As Athena was reading that Twitter, who would have thought that the president would ever in a -- our president is in a Twitter war.


LEMON: What's happening?

POWERS: Well, I mean, this is -- he's always in Twitter wars obviously but this response is, you know, especially childish. Because the allegations against the Trump administration right now are really serious. And if I was Donald Trump I would want to just clear my name and try to get everything out in the open so that can understand what exactly is going on with this -- his administration's relationship with Russia.

You know, so I think that for him to talk about something that Chuck Schumer did in 2003, I mean, what does it have to do with anything?

LEMON: Yes. What does -- and yes. Absolutely. That's why I said what is going on here.


LEMON: I want to play this because Anderson just spoke with former Trump adviser carter Page just a short time ago. I want your reaction a part of their exchange.


COOPER: So did you actually write policy papers and send them to the campaign?

[22:04:59] CARTER PAGE, FORMER TRUMP ADVISOR: Yes, I don't like talking about specifics of--


COOPER: Could you did say, I mean, you told the New York Times you did on March 25th. I'm just trying to -- you said -- you said it about--

PAGE: That's fair enough, yes, yes.

COOPER: Can you say who you sent policy papers to?

PAGE: I don't, you know, I don't talk about internal matters.

COOPER: But I mean, they are talking about internal matters saying you were not part of the campaign at all.

PAGE: Well, I'm not surprised that he didn't know me because he was there until there, you know, he came over from Ted Cruz--


COOPER: Right. But nobody ever came out after Jason Miller said and said well, actually that's not true. Carter Page has been, you know, an adviser to the campaign.

PAGE: Well, you know, the beauty of it -- part of the reason why I stepped back is, I wanted to prevent the continuing to be a distraction. And I mean, this -- this news cycle--


COOPER: But you say you stepped back, they said you weren't part of it to begin with, which is just weird.

PAGE: You know, Jason didn't know. I mean, he was -- I mean, that's -- it's an honest mistake. He was on a few months between Ted Cruz's campaign and moving on to another someone else right now.

Directive - Update the interview transcript, starting at "[22:04:59] CARTER PAGE, FORMER" and ending at "about internal matters.", so that "policy papers" reads "position papers" throughout that passage.

Material -
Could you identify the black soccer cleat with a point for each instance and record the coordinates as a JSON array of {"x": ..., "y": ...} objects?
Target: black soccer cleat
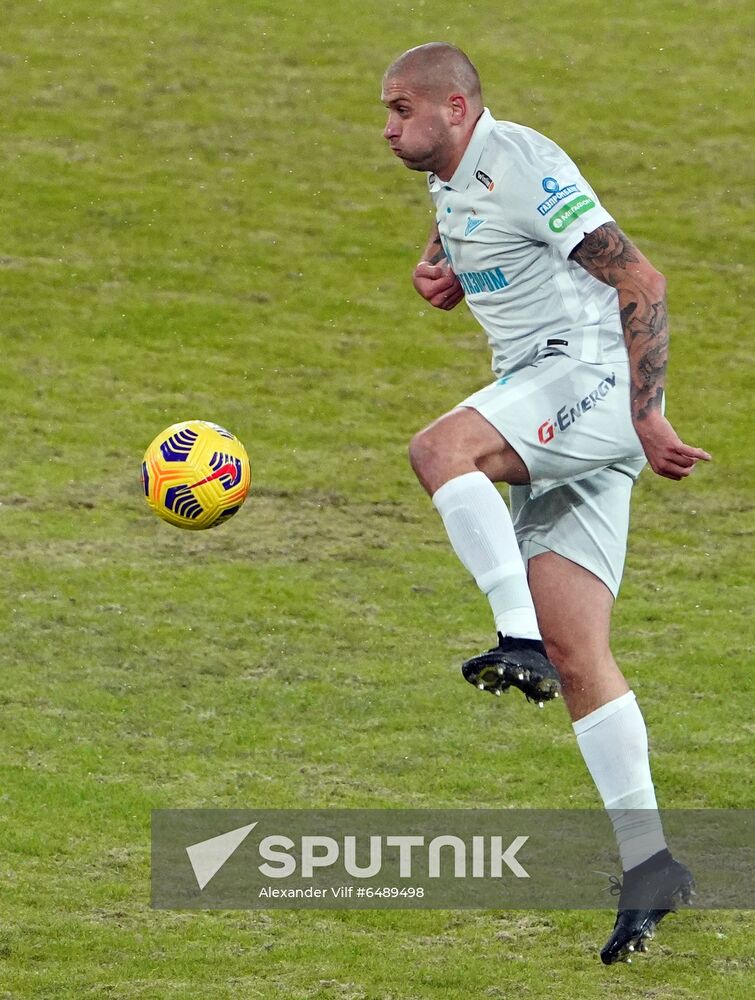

Answer for this exercise -
[22:04:59] CARTER PAGE, FORMER TRUMP ADVISOR: Yes, I don't like talking about specifics of--


COOPER: Could you did say, I mean, you told the New York Times you did on March 25th. I'm just trying to -- you said -- you said it about--

PAGE: That's fair enough, yes, yes.

COOPER: Can you say who you sent position papers to?

PAGE: I don't, you know, I don't talk about internal matters.